■ What is expected: Rewrite everything from the line containing "Help me locate the thumb" down to the line containing "0,246 -> 68,532", putting "number pair" wherever "comma pair" appears and leaving the rest unchanged.

--- START Dataset records ---

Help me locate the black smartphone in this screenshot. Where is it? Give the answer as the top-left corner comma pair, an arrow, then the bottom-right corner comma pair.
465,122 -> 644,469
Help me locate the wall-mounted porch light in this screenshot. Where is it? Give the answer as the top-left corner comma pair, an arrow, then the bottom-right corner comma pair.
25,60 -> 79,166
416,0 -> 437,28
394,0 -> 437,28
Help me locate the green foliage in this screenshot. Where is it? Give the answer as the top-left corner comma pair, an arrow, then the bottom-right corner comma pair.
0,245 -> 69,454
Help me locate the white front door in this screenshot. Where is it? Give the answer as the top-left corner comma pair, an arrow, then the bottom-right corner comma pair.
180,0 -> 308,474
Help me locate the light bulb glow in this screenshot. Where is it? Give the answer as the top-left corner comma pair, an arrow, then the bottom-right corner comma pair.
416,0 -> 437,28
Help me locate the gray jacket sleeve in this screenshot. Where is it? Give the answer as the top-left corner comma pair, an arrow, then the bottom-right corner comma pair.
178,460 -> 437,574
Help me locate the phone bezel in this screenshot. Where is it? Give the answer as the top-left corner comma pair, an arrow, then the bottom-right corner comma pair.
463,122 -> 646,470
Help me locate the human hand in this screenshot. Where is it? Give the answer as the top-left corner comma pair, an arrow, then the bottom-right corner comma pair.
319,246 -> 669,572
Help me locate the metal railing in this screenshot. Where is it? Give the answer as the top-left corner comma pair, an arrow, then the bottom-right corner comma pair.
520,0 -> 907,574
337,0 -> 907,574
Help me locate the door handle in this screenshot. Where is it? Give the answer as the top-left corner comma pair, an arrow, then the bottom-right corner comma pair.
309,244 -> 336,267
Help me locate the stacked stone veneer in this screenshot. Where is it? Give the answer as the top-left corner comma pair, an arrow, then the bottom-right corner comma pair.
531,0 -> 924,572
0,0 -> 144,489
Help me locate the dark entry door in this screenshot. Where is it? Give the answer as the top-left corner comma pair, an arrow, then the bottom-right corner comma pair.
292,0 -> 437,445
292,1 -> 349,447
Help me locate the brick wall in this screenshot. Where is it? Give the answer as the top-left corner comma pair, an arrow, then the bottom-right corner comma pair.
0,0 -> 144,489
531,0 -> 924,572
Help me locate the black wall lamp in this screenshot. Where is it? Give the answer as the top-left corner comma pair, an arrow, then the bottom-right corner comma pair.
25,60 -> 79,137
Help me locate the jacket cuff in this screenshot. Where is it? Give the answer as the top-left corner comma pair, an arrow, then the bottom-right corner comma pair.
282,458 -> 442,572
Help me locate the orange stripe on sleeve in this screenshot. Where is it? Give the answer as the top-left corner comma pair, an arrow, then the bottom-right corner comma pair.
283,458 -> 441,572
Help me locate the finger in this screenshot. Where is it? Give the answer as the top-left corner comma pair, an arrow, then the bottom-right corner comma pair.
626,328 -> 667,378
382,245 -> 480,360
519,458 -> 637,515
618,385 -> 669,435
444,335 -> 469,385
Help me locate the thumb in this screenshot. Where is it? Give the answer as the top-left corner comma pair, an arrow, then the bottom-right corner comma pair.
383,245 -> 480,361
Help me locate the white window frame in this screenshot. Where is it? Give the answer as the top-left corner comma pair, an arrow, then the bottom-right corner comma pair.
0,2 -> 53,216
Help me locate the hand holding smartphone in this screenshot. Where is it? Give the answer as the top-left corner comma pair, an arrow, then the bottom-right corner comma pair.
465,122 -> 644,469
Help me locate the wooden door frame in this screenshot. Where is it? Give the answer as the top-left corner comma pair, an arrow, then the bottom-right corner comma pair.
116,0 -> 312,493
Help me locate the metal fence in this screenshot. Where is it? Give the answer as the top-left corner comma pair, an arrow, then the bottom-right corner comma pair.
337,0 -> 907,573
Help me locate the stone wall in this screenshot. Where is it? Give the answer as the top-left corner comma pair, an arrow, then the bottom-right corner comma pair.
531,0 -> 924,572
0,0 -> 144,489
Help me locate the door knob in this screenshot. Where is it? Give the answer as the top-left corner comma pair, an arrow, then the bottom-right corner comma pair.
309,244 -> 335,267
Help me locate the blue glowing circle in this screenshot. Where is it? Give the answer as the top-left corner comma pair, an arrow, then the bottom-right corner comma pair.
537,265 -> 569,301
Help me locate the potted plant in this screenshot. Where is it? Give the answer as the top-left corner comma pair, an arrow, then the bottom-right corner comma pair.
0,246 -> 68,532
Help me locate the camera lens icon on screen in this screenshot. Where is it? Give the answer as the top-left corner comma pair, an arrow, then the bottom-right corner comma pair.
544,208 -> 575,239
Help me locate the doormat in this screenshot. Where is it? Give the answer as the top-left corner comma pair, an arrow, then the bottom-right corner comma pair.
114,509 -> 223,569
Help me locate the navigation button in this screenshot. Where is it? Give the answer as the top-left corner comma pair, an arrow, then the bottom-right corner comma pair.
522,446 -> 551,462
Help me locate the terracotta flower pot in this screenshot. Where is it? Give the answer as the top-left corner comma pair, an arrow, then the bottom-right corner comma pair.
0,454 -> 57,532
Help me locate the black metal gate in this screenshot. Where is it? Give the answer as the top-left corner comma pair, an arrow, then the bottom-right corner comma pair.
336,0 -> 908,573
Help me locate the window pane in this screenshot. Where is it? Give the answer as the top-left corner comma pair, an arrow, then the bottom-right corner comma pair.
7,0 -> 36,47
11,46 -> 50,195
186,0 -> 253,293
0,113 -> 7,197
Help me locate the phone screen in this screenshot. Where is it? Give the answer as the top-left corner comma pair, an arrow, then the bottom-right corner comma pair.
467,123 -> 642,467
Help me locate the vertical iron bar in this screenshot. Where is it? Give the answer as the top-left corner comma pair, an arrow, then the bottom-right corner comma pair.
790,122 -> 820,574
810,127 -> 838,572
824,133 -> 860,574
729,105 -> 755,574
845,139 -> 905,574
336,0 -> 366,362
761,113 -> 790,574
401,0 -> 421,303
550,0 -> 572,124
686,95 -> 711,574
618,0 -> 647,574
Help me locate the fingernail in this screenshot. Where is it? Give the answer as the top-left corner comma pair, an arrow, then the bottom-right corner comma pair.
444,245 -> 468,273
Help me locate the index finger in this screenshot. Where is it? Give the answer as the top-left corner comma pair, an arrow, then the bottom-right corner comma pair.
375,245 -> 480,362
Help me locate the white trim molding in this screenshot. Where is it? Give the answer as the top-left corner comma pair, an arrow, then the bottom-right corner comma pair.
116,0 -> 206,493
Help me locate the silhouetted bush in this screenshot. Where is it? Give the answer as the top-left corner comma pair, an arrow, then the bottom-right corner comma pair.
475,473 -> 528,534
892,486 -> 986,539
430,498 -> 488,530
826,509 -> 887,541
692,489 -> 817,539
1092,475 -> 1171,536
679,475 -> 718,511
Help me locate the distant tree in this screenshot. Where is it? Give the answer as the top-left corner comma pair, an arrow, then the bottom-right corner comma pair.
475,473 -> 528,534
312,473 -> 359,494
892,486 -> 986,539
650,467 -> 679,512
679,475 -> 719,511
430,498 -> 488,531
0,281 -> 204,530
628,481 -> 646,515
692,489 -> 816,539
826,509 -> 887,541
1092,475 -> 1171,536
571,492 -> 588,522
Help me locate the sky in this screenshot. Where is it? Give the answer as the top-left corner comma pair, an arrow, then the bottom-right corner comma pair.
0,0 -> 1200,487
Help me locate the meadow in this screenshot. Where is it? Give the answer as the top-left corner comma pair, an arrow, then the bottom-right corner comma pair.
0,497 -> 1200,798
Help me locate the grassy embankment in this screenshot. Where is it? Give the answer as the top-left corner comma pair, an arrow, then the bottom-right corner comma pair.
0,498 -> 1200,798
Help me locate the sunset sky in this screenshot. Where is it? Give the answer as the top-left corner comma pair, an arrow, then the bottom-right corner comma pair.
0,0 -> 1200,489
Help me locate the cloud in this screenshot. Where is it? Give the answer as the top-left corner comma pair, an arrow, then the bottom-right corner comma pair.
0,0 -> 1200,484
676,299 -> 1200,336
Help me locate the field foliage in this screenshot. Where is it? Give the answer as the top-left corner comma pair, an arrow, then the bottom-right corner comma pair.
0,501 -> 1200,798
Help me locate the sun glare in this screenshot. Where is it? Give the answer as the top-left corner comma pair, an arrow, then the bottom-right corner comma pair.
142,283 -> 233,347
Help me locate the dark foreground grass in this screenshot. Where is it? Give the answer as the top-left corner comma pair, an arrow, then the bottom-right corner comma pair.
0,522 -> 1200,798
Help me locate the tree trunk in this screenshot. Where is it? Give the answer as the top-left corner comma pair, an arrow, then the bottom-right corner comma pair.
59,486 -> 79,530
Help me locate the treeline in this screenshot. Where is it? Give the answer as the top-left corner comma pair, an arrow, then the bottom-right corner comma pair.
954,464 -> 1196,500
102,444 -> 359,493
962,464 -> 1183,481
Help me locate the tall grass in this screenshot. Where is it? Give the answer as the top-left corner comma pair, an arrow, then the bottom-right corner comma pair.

--- END Dataset records ---

■ Solution to the exercise:
Help me locate the thumb in this screenshot. Where is it? Give the answer as the top-left corner number pair, an arrow, then the bottom-right corner number pair.
383,245 -> 480,361
Help me locate the white window frame in this screenshot. Where is it? Give the answer as the top-left corner number pair, an arrow, then the bottom-right corner number pair.
0,2 -> 53,216
Help me locate the hand holding smartphone in this screenshot. Where is it? Give the answer as the top-left corner number pair, an arrow, then the bottom-right corner number pair.
465,122 -> 644,469
Help me locate the wooden door frame in this screenshot. Where is it? Give the answer as the top-left corner number pair, an arrow, then the bottom-right corner number pair.
116,0 -> 312,493
Help me locate the metal fence in this screenshot. Where is it? Give the answer as the top-left corner number pair, an arrow, then the bottom-right corner number pair.
337,0 -> 907,573
Help me locate the stone wall in this screenshot. Where is it? Give the answer as the top-left corner number pair, an arrow, then the bottom-right corner number pair.
531,0 -> 924,572
0,0 -> 144,489
Help me locate the door knob in this screenshot. Where is it? Give the answer as the top-left corner number pair, an arrow, then the bottom-right corner number pair.
309,244 -> 335,267
Help me locate the blue glowing circle in this screenshot. Where is it? Give the answer as the top-left corner number pair, an arrow, then the bottom-right corner number pair.
537,265 -> 569,301
Help me locate the potted plant in this screenshot. Where is it? Give the answer as the top-left corner number pair, an arrow, then the bottom-right corner number pair.
0,246 -> 68,532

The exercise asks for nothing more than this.